Every line from the one with "Target: overcast sky" through the end of the records below should be restated word for word, and nothing outside that span.

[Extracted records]
§ §
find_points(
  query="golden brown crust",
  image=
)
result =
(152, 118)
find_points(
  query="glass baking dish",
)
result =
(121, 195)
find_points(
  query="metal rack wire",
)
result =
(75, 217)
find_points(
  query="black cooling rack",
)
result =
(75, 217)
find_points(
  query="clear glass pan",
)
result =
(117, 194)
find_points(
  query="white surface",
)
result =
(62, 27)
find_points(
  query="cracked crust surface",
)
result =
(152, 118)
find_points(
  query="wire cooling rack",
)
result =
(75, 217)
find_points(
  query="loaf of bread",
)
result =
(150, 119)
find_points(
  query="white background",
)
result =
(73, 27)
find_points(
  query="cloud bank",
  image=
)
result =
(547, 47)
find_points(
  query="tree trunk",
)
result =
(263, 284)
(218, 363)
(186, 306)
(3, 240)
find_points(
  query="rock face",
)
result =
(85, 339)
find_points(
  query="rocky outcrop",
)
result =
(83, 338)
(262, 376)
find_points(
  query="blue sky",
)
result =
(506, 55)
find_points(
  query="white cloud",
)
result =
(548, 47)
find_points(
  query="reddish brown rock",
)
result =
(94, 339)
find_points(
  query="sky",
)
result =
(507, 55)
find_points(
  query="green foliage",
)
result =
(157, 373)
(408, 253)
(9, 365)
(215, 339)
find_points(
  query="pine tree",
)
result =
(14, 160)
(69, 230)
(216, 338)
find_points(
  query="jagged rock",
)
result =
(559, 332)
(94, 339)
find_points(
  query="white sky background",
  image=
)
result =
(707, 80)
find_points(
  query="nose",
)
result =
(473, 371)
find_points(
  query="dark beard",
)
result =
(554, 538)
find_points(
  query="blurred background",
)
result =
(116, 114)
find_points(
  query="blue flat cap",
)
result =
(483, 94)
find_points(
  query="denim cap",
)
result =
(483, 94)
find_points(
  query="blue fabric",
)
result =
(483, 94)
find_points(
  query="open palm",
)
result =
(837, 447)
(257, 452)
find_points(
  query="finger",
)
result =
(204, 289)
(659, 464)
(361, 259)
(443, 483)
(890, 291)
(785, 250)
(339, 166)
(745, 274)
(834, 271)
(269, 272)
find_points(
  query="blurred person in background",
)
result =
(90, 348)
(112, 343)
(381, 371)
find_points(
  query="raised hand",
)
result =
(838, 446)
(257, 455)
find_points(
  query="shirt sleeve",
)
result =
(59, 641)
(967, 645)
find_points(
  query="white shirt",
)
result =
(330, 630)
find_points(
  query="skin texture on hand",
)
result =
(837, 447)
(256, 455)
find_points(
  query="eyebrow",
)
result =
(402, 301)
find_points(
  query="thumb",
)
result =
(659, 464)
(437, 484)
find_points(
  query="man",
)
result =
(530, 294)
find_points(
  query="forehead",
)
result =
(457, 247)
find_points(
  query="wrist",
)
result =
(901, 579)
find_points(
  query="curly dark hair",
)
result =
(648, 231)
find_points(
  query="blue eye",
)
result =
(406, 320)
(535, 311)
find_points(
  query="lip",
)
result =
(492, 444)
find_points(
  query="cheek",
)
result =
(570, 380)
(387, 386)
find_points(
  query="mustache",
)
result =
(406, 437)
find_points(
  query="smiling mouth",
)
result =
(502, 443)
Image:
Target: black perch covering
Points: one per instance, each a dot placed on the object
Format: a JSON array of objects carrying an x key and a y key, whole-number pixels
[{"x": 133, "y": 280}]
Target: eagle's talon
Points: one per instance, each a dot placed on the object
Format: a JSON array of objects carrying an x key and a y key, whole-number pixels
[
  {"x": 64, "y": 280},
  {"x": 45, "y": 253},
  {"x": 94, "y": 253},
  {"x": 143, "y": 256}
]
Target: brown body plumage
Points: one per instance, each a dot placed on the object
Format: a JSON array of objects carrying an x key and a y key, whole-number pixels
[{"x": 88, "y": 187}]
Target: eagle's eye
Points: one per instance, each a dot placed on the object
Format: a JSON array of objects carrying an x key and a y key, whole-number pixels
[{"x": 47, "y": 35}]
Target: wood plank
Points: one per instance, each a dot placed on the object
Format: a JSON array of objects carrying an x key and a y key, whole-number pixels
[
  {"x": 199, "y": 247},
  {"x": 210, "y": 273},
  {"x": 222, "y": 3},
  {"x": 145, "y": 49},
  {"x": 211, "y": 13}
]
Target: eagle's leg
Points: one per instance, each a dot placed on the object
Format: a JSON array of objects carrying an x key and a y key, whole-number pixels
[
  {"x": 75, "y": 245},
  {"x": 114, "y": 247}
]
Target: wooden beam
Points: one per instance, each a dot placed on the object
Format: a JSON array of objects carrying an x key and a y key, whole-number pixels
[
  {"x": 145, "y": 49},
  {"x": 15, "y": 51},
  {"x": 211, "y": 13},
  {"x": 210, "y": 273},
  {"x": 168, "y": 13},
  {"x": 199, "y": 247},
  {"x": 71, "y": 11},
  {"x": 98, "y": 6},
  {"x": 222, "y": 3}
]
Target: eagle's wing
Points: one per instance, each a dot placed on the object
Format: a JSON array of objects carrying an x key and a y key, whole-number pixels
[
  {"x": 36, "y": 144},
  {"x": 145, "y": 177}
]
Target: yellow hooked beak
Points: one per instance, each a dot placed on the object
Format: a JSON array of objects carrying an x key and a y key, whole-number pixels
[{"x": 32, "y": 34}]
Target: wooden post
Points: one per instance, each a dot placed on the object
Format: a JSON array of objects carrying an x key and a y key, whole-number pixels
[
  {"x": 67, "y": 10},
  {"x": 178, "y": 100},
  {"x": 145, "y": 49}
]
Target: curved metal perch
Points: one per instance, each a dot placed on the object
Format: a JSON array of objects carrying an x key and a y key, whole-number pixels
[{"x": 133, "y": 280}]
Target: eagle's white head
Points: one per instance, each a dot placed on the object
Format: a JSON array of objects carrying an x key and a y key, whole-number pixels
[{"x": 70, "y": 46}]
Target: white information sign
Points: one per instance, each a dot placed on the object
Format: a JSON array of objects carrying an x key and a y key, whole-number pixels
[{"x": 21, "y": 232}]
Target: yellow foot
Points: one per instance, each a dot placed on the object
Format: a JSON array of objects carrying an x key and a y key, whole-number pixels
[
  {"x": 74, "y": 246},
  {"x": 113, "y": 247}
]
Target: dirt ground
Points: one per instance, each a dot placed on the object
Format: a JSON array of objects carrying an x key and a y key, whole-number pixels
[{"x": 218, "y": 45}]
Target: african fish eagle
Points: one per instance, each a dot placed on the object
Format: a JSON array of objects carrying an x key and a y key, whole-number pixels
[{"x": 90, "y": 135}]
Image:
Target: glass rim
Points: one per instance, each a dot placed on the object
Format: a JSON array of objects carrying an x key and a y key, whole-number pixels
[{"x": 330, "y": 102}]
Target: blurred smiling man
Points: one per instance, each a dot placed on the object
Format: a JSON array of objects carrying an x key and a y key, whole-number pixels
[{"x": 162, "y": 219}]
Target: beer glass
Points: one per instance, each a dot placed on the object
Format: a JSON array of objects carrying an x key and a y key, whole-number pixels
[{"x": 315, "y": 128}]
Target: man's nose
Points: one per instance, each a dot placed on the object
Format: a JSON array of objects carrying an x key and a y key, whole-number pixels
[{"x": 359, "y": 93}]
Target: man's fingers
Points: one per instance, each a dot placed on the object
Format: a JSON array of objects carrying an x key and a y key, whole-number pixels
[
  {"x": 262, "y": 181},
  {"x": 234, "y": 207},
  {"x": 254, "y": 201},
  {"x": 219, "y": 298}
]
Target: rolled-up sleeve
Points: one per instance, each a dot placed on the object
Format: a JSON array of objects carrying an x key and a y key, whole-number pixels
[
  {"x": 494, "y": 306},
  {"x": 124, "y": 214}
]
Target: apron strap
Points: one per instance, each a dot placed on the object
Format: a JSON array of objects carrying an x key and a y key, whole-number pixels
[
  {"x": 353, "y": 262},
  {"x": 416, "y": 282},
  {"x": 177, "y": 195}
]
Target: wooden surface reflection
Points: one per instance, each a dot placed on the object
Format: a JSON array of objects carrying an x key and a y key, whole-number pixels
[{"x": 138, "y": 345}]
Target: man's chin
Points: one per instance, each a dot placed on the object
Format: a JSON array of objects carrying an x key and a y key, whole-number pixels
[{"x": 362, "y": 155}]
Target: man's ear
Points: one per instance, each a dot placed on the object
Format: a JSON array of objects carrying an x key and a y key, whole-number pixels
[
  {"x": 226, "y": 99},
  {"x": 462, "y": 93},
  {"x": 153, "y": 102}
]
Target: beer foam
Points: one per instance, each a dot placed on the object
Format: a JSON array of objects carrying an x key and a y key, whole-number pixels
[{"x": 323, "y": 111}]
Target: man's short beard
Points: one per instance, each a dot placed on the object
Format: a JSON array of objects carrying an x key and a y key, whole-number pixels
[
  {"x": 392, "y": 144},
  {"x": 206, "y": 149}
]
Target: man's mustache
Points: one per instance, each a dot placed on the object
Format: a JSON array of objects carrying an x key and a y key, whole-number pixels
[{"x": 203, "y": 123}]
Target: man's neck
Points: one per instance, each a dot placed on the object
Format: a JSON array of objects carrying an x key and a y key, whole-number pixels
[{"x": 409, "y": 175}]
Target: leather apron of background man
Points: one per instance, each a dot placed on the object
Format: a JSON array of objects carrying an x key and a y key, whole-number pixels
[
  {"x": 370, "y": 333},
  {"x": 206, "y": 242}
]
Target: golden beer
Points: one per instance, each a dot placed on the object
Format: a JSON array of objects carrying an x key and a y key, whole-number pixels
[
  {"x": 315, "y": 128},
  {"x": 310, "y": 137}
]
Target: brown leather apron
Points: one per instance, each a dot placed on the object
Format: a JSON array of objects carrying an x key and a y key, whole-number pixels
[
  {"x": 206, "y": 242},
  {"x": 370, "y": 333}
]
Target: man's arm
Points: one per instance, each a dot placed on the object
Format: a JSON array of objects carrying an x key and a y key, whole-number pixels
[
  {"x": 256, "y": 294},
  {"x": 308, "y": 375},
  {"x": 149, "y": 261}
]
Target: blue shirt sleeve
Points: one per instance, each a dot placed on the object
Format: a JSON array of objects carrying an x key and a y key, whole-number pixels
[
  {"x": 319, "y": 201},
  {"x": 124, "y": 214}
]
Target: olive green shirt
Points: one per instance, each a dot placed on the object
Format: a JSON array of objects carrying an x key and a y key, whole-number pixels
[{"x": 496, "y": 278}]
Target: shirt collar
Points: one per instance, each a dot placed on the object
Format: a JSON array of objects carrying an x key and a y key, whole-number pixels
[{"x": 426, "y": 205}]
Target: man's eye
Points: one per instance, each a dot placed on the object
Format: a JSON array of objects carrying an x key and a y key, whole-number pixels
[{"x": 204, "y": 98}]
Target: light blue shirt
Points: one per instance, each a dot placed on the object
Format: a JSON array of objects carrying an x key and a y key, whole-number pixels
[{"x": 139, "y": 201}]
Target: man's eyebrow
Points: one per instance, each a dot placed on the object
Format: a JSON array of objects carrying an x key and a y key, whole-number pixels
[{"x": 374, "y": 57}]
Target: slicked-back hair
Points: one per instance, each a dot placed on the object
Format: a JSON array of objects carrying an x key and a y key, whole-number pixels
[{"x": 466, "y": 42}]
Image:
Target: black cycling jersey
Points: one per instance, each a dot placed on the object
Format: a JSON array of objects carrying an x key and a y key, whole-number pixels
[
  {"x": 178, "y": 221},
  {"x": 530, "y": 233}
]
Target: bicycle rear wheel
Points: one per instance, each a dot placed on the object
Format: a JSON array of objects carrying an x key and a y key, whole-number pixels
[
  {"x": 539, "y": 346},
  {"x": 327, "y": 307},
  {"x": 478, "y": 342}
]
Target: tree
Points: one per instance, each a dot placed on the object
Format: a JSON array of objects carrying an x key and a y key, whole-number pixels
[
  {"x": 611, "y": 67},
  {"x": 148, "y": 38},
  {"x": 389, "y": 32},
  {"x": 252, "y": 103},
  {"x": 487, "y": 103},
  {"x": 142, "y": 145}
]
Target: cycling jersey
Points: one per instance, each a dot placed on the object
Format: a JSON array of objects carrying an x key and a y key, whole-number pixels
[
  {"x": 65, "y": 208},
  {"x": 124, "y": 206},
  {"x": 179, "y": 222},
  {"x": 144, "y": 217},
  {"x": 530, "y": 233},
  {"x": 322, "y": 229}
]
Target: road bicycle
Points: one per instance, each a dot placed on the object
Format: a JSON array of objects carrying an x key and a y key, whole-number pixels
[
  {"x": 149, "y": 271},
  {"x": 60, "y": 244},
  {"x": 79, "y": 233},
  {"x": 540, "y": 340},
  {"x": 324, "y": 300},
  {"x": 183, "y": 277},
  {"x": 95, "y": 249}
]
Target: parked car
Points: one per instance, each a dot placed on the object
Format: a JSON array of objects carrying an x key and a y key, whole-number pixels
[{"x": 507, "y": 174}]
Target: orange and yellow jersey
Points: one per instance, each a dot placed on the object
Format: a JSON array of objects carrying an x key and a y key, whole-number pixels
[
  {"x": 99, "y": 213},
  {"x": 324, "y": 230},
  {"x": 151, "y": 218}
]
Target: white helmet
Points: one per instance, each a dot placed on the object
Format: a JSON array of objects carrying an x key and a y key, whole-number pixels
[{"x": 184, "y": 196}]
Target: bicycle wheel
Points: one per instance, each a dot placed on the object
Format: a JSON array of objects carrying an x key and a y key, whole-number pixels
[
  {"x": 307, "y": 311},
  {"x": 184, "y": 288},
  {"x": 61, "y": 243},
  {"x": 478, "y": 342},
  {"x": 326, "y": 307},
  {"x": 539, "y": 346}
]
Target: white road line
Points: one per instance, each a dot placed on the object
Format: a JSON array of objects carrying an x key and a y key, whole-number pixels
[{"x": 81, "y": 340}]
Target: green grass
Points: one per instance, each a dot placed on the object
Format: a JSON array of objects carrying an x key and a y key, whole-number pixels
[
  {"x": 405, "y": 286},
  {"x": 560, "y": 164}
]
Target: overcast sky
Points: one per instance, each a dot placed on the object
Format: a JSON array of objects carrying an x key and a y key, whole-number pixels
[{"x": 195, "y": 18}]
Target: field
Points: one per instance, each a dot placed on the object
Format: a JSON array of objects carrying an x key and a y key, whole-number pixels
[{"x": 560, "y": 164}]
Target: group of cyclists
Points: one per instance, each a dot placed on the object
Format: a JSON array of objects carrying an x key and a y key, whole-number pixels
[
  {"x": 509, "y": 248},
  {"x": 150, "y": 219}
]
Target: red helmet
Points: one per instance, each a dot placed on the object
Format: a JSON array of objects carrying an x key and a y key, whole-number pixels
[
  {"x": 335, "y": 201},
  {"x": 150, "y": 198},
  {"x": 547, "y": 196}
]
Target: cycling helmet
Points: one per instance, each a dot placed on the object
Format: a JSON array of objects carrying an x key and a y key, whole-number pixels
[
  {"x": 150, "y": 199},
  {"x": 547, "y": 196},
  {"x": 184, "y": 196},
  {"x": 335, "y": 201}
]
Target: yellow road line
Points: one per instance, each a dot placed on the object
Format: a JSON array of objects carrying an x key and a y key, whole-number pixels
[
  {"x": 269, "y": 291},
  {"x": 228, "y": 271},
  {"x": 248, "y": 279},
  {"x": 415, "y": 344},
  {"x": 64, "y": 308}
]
§ §
Response to the exercise:
Target: overcast sky
Points: one per instance, each a dot placed on the object
Format: a JSON array of objects carrying an x key and a y key, whole-number pixels
[{"x": 195, "y": 18}]
Target: field
Points: one per instance, each a dot placed on the object
Format: a JSON array of objects carrying an x key and a y key, whole-number pixels
[{"x": 560, "y": 164}]
Target: group of cyclists
Points: one per instance, each a dot placed on the object
Format: a JSON array of objects carrying an x key and a y key, whole-number pixels
[
  {"x": 509, "y": 248},
  {"x": 150, "y": 219}
]
Target: red helmet
Points: one per instance, each a dot placed on the object
Format: a JSON array of objects carrying an x key and a y key, whole-number pixels
[
  {"x": 335, "y": 201},
  {"x": 150, "y": 198},
  {"x": 547, "y": 196}
]
Target: cycling helmet
Points: one per instance, each a dot placed on the object
Format: a JSON array of objects carrying an x key and a y key, whole-number pixels
[
  {"x": 150, "y": 199},
  {"x": 547, "y": 196},
  {"x": 184, "y": 196},
  {"x": 335, "y": 201}
]
Target: yellow road line
Points: one per instance, each a dot placed on the object
Format: a JSON array of objects carrying an x key and a y key, whole-number pixels
[
  {"x": 269, "y": 291},
  {"x": 228, "y": 271},
  {"x": 248, "y": 279},
  {"x": 415, "y": 344},
  {"x": 64, "y": 308}
]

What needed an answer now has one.